### [What to produce]
Continue the article on the United Kingdom's entry into the full fibre broadband ranking, starting right after its final sentence.

### [Text section]
Thursday, March 14th, 2019 (8:30 am) - Score 6,430
blue fibre optic cable expansion

After years of waiting we’re pleased to report that the United Kingdom has finally been included into the FTTH Council Europe‘s annual 2019 country ranking, which lists the countries with the strongest subscriber penetration of “full fibre” (FTTP/H/B) ultrafast broadband ISP networks. Predictably.. we’re at the bottom.

The most recent data from Ofcom (here) states that “full fibre” networks now cover just 6% of UK premises and, while still low, that figure is double what it was a year ago (3%). Much of this improvement has come from the Government’s increasing support for such networks, such as via their business rates holiday on new fibre, as well as Gigabit connection vouchers, various funding schemes and regulatory changes via Ofcom (summary).

As a result we’ve seen a rise in competition between Fibre-to-the-Premises (FTTP) ISPs during 2018 (Cityfibre, Hyperoptic, Gigaclear, Community Fibre etc.), which are almost jumping over each other to see who can roll-out the most fibre optic lines (Summary of UK Full Fibre Plans). Many of those are commercial roll-outs that only really began at any scale last year and for the time being most are only focused on urban areas.

Meanwhile the Government has set an aspiration for “nationwide” coverage of full fibre networks to be achieved by 2033 (here), although this would require the market to be adding around 2 million premises (not overbuild) to the national coverage every year for the next decade or more. Deployments are ramping up but we’re nowhere near this.. yet.

Suffice to say that last year’s progress was enough to finally see us enter into the council and IDATE’s annual ranking, which crucially looks at household penetration rather than raw network coverage. Unsurprisingly we enter the table at quite a low position, but it’s a start.

The United Kingdom enters the ranking with a penetration rate of 1.3% and a take-up rate of 13.1%. Related subscriptions grew by 83% compared to September 2017 (total of 369,250 subscribers) and its homes passed grew by 22.8% (total of 2,817,000 homes passed). The latter figure seems to be more optimistic than Ofcom’s most recent data.

### [Data excerpts]
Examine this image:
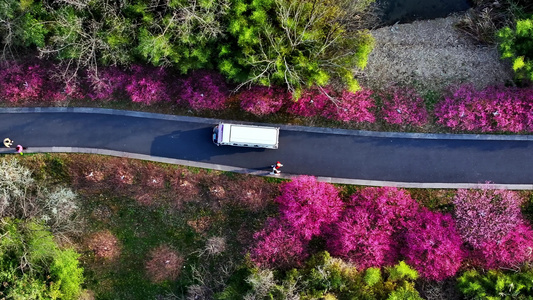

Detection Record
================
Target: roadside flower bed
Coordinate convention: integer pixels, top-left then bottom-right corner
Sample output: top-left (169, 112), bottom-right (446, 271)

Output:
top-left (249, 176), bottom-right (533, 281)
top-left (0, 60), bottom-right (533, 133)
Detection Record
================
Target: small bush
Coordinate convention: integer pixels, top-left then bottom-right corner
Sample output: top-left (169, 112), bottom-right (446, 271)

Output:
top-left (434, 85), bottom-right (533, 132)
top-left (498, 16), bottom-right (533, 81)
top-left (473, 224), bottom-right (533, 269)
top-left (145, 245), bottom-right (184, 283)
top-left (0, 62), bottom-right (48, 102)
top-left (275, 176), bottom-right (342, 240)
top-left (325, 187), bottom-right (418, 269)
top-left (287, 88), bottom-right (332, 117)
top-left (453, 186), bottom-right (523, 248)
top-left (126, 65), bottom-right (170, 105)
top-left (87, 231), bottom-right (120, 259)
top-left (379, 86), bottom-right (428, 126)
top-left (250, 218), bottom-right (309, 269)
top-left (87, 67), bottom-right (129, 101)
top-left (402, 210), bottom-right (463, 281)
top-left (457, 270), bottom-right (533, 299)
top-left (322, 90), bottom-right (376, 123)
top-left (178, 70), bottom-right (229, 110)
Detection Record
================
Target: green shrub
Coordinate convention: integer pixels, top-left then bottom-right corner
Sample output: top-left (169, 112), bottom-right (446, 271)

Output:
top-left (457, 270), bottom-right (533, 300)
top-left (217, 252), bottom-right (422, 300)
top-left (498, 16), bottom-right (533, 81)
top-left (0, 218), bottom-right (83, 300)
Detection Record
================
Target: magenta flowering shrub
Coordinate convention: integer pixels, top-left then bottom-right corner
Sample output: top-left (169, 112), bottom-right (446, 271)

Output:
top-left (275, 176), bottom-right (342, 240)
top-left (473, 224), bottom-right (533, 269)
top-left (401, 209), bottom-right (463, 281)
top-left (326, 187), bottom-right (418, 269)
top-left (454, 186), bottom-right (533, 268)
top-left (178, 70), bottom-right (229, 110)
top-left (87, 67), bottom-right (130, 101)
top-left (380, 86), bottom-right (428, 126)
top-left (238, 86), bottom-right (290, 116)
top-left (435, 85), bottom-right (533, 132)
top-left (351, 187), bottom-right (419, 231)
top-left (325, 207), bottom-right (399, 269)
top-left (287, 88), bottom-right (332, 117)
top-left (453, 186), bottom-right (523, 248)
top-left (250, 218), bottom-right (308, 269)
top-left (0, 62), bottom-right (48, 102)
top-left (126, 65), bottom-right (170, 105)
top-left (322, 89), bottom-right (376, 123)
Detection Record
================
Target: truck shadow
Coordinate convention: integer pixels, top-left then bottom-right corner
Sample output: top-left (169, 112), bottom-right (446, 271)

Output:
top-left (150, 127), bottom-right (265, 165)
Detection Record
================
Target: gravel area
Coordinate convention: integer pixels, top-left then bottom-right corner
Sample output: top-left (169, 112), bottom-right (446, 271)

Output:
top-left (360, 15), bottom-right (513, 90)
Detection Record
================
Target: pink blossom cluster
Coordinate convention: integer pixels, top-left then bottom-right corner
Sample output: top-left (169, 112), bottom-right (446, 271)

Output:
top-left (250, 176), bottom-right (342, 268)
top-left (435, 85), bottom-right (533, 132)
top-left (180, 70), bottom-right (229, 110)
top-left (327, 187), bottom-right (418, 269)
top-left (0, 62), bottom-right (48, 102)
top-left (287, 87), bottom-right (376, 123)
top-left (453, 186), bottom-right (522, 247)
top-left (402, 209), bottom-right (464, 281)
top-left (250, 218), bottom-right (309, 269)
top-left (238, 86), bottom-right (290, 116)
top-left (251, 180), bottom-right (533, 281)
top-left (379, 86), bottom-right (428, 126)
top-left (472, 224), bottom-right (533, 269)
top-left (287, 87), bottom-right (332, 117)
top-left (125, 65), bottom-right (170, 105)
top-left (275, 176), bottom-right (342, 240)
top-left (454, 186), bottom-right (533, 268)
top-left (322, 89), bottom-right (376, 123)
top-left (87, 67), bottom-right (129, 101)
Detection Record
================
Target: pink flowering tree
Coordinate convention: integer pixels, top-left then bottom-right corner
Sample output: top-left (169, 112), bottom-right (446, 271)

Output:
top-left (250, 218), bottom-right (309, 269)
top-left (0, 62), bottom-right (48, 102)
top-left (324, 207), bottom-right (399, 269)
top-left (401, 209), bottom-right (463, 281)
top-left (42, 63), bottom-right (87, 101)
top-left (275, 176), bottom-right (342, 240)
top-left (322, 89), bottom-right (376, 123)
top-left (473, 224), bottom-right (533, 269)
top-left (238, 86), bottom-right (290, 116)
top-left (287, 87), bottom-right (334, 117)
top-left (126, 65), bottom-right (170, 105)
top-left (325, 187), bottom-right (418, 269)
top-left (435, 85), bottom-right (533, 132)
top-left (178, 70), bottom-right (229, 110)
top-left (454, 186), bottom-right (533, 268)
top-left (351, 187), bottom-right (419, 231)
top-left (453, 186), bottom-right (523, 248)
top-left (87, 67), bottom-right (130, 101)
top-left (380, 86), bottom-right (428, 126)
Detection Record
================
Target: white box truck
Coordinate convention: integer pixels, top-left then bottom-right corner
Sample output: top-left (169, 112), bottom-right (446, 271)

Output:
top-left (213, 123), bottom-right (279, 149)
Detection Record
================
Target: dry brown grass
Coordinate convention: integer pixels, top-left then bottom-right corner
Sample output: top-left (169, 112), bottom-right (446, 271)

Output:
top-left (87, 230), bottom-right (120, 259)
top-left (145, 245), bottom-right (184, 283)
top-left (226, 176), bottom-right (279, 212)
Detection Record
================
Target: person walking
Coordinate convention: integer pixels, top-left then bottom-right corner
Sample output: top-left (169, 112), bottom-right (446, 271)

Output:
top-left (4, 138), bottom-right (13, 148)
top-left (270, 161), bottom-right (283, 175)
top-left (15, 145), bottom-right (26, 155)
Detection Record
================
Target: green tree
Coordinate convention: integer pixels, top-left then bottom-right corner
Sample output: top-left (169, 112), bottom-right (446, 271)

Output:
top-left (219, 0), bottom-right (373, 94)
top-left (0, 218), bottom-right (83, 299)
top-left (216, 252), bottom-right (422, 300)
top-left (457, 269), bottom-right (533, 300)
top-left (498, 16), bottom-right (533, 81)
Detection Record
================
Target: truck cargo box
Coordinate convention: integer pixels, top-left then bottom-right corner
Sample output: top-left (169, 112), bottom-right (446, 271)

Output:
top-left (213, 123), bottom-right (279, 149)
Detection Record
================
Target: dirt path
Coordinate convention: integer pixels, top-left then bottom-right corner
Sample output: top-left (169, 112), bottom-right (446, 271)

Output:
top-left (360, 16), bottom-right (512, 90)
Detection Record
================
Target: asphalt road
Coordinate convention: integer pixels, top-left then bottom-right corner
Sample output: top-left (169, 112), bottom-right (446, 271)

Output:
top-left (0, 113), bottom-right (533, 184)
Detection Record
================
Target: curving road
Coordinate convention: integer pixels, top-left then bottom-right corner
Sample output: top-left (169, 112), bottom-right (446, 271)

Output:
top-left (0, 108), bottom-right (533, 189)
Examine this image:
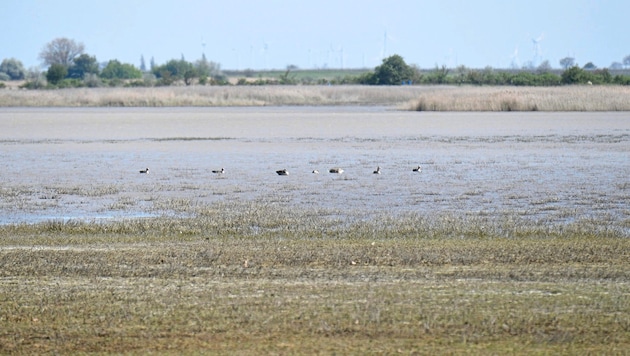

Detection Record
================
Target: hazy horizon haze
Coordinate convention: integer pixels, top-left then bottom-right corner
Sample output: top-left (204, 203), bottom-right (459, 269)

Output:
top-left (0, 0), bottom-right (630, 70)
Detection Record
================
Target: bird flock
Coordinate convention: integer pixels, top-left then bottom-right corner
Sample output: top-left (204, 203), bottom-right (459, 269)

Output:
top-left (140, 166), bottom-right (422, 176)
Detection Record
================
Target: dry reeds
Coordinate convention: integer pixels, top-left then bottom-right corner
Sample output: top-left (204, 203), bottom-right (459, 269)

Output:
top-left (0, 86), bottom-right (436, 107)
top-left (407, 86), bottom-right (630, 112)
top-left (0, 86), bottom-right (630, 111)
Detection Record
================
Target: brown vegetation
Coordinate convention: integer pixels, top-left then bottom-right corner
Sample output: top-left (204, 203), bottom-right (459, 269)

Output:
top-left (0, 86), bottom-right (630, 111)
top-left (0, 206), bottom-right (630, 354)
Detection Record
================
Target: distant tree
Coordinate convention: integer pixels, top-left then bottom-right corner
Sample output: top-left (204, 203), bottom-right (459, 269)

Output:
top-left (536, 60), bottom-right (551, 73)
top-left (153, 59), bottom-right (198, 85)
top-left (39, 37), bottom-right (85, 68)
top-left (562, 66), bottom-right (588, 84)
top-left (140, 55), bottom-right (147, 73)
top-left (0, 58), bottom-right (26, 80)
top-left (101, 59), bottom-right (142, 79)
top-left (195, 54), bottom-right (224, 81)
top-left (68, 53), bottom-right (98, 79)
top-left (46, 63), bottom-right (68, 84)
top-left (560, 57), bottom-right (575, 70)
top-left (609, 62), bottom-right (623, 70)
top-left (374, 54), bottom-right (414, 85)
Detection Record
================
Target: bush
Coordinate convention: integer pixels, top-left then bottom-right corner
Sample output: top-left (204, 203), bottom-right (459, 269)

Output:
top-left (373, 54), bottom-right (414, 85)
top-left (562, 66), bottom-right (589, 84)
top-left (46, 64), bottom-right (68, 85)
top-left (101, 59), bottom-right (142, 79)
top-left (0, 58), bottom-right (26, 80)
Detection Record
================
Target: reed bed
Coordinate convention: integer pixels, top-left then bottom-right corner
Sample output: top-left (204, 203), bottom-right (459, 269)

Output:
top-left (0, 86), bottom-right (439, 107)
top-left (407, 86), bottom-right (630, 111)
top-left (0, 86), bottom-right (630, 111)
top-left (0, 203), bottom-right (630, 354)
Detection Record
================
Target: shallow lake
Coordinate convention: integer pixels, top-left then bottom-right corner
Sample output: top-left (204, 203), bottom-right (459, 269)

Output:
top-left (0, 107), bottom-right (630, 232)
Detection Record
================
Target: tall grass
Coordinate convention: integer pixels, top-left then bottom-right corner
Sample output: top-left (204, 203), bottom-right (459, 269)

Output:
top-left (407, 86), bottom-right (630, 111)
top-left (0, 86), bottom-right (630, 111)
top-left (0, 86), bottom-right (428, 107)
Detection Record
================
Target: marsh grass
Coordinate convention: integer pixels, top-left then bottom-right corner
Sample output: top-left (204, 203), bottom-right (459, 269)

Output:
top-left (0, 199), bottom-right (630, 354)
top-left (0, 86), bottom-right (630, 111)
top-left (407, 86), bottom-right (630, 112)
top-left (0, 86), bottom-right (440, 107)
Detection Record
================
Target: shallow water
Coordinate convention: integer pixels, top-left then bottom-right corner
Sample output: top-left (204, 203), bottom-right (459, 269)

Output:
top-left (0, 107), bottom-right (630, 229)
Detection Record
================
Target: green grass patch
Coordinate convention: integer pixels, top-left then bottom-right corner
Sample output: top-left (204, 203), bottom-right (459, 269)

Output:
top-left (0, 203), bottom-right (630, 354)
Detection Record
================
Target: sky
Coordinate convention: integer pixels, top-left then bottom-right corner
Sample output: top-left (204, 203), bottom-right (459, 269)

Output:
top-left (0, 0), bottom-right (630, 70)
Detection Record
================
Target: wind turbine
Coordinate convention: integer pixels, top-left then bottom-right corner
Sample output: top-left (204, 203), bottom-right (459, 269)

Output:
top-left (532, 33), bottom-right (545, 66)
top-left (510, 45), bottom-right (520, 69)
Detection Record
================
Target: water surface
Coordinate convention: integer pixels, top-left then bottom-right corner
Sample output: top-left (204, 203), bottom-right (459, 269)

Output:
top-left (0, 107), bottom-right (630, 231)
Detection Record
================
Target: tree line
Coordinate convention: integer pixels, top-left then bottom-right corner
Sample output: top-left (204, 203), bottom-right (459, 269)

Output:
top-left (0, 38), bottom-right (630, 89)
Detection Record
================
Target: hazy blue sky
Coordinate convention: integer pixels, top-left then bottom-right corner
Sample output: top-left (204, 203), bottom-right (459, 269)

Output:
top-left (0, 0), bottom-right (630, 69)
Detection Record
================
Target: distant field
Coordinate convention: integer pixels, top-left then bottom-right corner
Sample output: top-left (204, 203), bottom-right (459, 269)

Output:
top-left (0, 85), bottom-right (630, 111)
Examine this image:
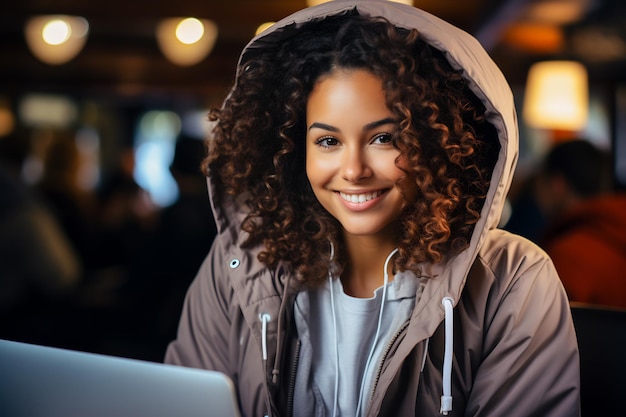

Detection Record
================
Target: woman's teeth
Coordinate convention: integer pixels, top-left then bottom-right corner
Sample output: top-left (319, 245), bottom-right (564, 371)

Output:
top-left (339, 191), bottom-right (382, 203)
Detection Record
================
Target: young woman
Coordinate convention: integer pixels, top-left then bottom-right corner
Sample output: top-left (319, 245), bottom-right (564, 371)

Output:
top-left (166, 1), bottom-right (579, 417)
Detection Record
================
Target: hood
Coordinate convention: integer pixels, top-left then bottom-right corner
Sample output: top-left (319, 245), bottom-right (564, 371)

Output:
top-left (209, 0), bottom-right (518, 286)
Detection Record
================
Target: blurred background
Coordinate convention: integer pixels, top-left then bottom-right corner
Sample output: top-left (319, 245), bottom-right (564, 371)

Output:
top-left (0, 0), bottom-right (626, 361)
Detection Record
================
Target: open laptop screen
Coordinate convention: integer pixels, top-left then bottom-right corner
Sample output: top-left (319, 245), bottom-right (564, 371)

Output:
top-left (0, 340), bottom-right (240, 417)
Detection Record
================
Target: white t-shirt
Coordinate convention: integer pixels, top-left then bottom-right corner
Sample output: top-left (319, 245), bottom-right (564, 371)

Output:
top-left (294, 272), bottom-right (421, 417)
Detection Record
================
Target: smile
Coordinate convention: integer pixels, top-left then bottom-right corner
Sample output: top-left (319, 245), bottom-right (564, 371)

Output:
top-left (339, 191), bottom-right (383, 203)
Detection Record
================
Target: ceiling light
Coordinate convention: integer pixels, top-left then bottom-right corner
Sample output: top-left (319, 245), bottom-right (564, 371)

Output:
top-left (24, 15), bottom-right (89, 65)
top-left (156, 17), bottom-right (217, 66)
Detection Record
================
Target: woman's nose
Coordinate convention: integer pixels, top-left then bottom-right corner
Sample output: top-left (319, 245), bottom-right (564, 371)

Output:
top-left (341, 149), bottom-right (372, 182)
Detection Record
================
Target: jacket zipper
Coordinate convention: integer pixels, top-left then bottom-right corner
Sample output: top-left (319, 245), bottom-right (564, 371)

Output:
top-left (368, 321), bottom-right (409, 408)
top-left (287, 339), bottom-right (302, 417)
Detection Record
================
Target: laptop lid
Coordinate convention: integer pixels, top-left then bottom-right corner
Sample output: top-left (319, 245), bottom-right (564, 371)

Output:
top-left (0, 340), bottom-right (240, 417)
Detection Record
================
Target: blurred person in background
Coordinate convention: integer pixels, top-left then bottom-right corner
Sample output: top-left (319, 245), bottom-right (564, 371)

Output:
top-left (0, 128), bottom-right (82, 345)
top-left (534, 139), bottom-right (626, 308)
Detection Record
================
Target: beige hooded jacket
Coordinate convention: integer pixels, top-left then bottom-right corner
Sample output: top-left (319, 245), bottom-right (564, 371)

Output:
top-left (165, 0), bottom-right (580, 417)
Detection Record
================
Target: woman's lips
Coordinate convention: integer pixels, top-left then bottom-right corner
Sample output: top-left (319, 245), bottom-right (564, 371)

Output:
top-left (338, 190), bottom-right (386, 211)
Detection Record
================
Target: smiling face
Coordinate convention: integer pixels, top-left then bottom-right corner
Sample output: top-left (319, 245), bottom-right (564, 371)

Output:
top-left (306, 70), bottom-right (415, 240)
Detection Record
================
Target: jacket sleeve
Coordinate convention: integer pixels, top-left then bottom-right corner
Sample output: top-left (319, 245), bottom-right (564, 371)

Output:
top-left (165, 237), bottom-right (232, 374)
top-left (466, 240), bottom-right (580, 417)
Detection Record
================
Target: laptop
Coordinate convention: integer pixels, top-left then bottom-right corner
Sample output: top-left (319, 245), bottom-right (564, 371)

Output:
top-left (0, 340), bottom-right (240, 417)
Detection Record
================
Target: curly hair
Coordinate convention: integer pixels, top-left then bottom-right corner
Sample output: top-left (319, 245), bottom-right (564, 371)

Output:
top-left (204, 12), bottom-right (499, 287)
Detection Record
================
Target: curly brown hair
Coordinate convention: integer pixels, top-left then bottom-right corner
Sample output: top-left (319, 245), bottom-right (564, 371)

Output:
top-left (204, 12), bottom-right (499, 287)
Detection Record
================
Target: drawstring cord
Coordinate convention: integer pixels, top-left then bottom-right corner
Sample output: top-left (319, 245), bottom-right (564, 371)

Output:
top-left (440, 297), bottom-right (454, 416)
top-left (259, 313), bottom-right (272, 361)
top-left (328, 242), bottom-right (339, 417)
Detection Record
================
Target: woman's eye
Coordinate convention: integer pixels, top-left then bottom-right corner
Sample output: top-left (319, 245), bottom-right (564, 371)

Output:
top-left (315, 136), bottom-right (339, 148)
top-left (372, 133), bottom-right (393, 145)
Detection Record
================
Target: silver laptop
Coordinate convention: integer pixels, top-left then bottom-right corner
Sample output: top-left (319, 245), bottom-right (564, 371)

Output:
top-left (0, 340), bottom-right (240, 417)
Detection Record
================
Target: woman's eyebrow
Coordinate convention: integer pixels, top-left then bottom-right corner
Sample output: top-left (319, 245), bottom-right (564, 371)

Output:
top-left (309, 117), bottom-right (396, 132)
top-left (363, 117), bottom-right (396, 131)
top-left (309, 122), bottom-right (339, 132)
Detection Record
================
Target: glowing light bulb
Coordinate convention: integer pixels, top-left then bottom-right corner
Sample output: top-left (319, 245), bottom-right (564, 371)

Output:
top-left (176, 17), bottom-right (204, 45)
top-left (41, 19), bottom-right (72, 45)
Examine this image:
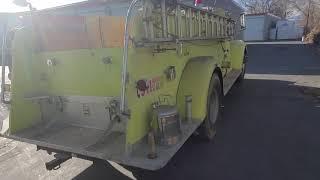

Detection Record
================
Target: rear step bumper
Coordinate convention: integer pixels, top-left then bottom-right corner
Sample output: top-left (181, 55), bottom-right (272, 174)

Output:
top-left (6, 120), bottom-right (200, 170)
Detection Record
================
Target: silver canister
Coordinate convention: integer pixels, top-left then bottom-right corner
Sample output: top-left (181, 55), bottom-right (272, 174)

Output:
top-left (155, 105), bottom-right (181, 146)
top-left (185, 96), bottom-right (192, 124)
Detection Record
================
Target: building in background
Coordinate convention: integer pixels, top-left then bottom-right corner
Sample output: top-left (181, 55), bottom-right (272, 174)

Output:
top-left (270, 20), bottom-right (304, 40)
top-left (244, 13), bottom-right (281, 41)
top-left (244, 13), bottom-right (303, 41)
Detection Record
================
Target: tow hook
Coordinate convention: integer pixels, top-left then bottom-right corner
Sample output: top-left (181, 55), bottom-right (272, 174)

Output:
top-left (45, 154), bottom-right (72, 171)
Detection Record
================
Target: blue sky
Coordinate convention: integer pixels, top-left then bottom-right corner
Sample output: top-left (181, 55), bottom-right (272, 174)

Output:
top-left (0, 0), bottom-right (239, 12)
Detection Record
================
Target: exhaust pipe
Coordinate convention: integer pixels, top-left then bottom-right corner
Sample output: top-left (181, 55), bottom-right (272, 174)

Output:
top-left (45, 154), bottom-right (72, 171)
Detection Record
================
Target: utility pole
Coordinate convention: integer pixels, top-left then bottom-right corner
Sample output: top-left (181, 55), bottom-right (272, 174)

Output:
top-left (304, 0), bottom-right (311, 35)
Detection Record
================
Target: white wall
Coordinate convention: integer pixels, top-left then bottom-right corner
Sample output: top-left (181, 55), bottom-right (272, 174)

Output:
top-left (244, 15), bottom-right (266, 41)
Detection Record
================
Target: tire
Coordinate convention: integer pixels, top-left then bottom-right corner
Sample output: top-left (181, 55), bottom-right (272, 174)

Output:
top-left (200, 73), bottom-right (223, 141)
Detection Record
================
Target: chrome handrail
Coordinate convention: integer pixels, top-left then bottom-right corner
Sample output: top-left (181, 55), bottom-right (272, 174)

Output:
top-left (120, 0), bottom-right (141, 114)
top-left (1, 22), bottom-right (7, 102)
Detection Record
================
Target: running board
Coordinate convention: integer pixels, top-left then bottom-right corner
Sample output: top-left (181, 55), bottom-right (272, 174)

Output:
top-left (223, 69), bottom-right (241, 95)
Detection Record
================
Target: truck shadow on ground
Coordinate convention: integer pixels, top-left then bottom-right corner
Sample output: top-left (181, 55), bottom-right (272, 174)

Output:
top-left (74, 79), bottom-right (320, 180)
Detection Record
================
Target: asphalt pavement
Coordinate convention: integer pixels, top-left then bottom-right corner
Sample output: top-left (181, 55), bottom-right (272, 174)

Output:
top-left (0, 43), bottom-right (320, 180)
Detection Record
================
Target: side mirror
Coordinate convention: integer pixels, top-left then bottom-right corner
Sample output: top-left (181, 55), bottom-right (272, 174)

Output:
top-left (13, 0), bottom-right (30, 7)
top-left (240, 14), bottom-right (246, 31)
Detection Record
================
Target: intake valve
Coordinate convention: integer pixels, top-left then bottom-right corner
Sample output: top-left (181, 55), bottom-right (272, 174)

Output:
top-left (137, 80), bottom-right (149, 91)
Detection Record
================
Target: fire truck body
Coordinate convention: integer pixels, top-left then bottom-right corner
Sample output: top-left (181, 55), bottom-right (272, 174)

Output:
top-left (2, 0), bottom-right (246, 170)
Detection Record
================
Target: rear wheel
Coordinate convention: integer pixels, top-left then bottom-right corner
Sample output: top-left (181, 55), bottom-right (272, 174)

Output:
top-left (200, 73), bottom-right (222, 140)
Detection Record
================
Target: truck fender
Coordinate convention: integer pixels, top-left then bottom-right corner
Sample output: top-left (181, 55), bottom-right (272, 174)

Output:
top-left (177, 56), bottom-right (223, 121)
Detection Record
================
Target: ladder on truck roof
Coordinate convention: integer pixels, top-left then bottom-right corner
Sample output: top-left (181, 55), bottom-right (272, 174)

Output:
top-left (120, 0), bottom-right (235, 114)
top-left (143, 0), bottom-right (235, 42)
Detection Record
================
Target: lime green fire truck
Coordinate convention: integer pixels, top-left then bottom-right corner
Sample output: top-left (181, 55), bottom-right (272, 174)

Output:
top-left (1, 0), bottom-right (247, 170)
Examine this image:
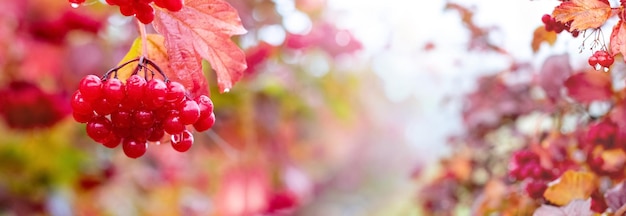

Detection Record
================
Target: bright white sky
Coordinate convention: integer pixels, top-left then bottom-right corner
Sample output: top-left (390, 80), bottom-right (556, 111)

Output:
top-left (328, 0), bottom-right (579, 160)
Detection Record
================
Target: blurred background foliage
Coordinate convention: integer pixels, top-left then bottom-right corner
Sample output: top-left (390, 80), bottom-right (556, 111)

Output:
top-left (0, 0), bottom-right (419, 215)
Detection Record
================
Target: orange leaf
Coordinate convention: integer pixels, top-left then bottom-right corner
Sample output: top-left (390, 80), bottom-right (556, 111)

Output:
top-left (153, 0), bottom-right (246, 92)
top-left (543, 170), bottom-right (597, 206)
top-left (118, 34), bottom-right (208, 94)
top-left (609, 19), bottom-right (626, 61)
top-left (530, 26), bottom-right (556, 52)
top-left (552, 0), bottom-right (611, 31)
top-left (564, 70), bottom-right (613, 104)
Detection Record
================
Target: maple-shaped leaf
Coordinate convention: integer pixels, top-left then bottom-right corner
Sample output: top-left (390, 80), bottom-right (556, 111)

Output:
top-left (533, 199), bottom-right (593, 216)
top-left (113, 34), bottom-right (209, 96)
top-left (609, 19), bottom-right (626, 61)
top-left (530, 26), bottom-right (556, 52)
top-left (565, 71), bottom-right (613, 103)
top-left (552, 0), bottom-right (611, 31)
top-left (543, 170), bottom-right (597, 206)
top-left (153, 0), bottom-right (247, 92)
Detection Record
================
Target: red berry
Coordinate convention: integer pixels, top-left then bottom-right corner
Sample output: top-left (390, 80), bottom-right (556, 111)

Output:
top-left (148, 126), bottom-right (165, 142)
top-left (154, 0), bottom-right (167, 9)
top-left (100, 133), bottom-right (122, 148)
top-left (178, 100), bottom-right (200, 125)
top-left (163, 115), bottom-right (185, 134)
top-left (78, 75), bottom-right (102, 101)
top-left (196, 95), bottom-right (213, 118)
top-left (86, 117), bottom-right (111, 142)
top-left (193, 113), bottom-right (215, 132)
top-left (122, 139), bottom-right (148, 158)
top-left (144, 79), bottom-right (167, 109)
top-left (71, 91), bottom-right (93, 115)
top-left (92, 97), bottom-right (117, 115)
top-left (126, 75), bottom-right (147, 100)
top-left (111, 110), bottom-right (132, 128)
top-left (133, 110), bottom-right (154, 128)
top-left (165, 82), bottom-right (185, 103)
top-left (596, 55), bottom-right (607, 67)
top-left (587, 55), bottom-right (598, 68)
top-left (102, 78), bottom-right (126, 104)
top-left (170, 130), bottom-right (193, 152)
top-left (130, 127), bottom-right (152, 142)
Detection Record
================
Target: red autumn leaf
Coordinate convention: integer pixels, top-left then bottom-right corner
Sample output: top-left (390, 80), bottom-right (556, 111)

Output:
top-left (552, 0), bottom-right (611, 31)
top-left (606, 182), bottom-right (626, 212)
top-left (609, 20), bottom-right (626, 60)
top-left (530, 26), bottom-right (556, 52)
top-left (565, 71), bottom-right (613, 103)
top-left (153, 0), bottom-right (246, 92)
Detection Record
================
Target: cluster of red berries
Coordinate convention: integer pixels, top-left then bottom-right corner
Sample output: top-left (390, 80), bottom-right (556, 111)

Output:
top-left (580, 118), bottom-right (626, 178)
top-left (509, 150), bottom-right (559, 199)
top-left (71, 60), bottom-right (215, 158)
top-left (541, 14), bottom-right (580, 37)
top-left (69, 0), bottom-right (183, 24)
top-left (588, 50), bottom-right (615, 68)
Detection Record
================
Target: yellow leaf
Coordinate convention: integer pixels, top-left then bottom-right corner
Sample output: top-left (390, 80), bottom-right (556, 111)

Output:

### [Written response]
ftth european country ranking 2019 uk

Overall the number of Fibre-to-the-Home (FTTH) and Fibre-to-the-Building (FTTB) subscribers in Europe (EU39 countries) increased by 15.7% since September 2017 with more than 59.6 million FTTH/B subscribers in September 2018. Russia is still the leader in terms of FTTH/B subscribers in the European region, although it has showed a lower growth rate compared to other European countries which are catching up quickly with a 21% growth.

The deployment of FTTH/B networks has also increased significantly. By September 2018 it is estimated that the coverage of such networks had reached 46.4% in the EU39 and 36.4% in EU28 countries. “This shows a clear upward trend from September 2015 where the estimated coverage rate in the region was 39% in the EU39 and 27,2% in the EU28,” said the council.

This year the country adding the most subscribers was Spain (1,858,743), while France comes second with an addition of 1,480,220 and Russia saw its FTTH/B subscriber base increase with 1,256,000 new additions. As for take-up of the service, it’s jumped to 37.4% for the EU39 (up from 34.8% last year) and take-up in the EU28 is even higher at 38.2%. Countries like Andorra, Belarus, Belgium, Latvia, Netherlands and Romania experience a take-up rate surpassing 50%.

Ronan Kelly, President of the FTTH Council, said:

“These new figures show a momentum that is accelerating over the last few years. Full fibre is the way forward and the results of the Market Panorama provide compelling evidence of this. Fibre expansion is booming in many countries and today more consumers are aware of the benefits of fibre.

Our job is not done, however, there is still a long way to go until every citizen and business has access to the benefits of full fibre in Europe.”

Obviously it’s still early days for the UK and for the time being most of our fixed broadband connections will continue to be dominated by cheaper and often slower hybrid fibre solutions (e.g. FTTC VDSL / G.fast and Cable DOCSIS), probably for quite a few years to come. Plus there’s always the chance that 5G could throw a spanner into the works by undercutting FTTP as an alternative broadband product.

Otherwise it’s worth considering that country-to-county comparisons never tell the whole story. For example, some countries have funded the deployment of fibre almost entirely from public money, while offering very little in the way of competition (e.g. consumer choice of ISPs). Meanwhile other countries may see a significantly larger proportion of people living in big apartment blocks (e.g. Spain, Portugal), which are a lot cheaper to reach.

The thing to watch in future years is our rate of growth and whether or not we start skipping ahead of other countries, which at the current pace is a distinct possibility but it’s still a long ladder left to climb. Many other countries will have reached the finish line long before we’ve even got to the halfway point.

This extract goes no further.